Work to be completed
Rewrite all the items below, substituting "single point" for every occurrence of "single dot" and leaving everything else unchanged.

Dataset items on where objects appear
— START —
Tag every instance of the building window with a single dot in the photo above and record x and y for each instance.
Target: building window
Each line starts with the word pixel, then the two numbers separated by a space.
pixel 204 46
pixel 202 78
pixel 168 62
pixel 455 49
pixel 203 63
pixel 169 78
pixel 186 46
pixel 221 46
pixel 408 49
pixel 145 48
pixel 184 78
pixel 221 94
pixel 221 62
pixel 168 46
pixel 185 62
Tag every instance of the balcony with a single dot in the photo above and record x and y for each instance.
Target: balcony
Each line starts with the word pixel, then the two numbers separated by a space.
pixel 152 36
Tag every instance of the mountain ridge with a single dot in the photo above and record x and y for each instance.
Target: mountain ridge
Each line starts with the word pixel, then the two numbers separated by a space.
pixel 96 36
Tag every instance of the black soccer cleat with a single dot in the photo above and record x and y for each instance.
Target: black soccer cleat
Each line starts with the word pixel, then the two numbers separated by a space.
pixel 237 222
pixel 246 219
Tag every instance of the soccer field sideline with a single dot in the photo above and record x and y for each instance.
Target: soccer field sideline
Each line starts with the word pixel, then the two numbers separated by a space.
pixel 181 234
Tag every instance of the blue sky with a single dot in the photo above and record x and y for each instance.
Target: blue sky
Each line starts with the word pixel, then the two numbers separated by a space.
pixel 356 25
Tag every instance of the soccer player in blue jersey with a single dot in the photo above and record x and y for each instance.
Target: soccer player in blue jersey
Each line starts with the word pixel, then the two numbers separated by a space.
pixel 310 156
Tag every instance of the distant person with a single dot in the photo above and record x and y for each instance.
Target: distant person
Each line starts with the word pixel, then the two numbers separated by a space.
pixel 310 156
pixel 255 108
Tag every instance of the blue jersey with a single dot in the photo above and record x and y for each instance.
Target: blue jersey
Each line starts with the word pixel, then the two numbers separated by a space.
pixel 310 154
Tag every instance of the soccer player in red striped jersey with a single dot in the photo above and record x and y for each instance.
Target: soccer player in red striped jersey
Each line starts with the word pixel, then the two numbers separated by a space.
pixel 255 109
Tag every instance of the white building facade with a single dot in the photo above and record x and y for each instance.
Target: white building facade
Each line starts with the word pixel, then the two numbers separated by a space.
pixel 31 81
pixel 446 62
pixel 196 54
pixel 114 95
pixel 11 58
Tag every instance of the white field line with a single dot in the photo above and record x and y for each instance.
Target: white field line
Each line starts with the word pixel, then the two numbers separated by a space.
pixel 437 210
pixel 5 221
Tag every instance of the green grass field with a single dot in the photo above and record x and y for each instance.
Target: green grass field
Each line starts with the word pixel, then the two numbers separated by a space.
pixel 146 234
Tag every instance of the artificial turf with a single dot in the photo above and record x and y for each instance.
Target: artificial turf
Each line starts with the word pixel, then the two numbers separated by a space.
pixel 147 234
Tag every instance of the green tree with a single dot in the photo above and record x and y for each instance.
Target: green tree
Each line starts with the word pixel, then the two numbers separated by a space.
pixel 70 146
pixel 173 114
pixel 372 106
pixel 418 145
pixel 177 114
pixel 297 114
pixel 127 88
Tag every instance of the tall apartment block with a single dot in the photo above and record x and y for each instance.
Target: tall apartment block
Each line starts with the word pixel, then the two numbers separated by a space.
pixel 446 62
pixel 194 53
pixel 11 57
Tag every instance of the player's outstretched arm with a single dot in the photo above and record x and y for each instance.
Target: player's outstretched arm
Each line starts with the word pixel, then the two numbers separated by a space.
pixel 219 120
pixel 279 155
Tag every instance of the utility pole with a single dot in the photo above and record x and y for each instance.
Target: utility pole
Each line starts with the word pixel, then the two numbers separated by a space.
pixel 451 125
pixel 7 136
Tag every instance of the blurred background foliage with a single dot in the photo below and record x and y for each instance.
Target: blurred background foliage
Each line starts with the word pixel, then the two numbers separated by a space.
— END —
Solution to this exercise
Tag every instance of the building window with a single point in the photo above and record x and y for each instance.
Target: building window
Each line starts with the word pixel, then the two numbers separated by a space.
pixel 204 46
pixel 202 78
pixel 168 62
pixel 455 49
pixel 203 63
pixel 169 78
pixel 186 46
pixel 221 46
pixel 408 49
pixel 145 48
pixel 184 78
pixel 221 94
pixel 221 62
pixel 168 46
pixel 185 62
Tag every instance of the balcony with a single point in the photo above and record x and y for each instance.
Target: balcony
Each line starts with the word pixel, then the two numbers separated by a space.
pixel 152 36
Tag every instance of the mountain ridge with a single point in the photo above and record x and y for each instance.
Target: mountain ridge
Each line starts with the word pixel, then the two numbers separated by a space.
pixel 96 36
Tag every instance of the black soccer cleat with a single point in the photo above and record x and y for each instance.
Target: black soccer cleat
Each line starts with the word pixel, then the two numbers separated by a space.
pixel 237 222
pixel 246 219
Tag every instance of the soccer field sideline with a single point in the photo above and record x and y for each instance.
Target: soccer field sideline
Each line starts with the word pixel, then the two numbers separated by a space.
pixel 181 234
Tag every instance of the blue sky with a single point in the photo above and record x and y for each instance.
Target: blue sky
Each line starts with the word pixel, then the two numbers separated by a space.
pixel 356 25
Tag every instance of the soccer player in blue jersey with a single point in the photo above and record x and y for each instance.
Target: soccer player in blue jersey
Each line starts with the word pixel, then the two numbers separated by a space.
pixel 310 156
Tag every instance of the distant person with a single point in the photo above and record x and y for each instance.
Target: distant person
Each line starts with the word pixel, then the two numbers separated by a space.
pixel 310 156
pixel 255 108
Tag every instance of the blue jersey with a single point in the photo above and record x and y for each instance.
Target: blue jersey
Each line starts with the word pixel, then the two numbers separated by a space.
pixel 310 154
Tag every instance of the soccer player in red striped jersey with a single point in the photo above and record x and y for each instance.
Target: soccer player in red striped jersey
Each line starts with the word pixel, then the two numbers separated by a space.
pixel 255 109
Tag every instance of the white building facade with a single point in the photo above and record x and y for each instance.
Target: white building facade
Each line starts with the word pixel, then the two numbers separated by a space.
pixel 31 81
pixel 446 62
pixel 196 54
pixel 114 95
pixel 11 58
Tag every instance of the white field line with a single point in the photo above and record x and y for each instance.
Target: white field line
Each line starts with the word pixel, then the two numbers separated by a space.
pixel 437 210
pixel 5 221
Tag every instance of the green grass field with a single point in the photo above and record x and y for each instance.
Target: green grass field
Each line starts with the word pixel, then the two numbers separated by a space.
pixel 146 234
Tag every instance of the artificial turf with a single point in the photo above and record x and y for each instance.
Target: artificial turf
Each line starts with the word pixel, then the two numbers separated by a space.
pixel 147 234
Tag every instance of the green tree with a single point in the photo above and record x and y for each instance.
Target: green tree
Each line starts with the word pixel, then the two numbers separated by a space.
pixel 70 146
pixel 173 114
pixel 372 106
pixel 418 145
pixel 177 114
pixel 297 114
pixel 127 88
Tag every instance of the tall apartment block with a single point in the photo above and record x and y for each instance.
Target: tall apartment block
Each line starts with the word pixel, then the two numbers separated by a space.
pixel 446 62
pixel 194 53
pixel 11 57
Tag every instance of the player's outstretched arm with a single point in the photo above and record x and y for each instance.
Target: player's outstretched arm
Each line starts with the word pixel, then the two numbers separated by a space.
pixel 219 120
pixel 279 155
Tag every instance of the utility pole with a single point in the photo above and record x and y for each instance.
Target: utility pole
Each line starts with the word pixel, then the two numbers separated by a space.
pixel 451 125
pixel 7 136
Tag every instance of the blurred background foliage with a single point in the photo below and record x and y for each instance.
Target: blurred background foliage
Each line starts with the word pixel, then the two numbers separated by a space.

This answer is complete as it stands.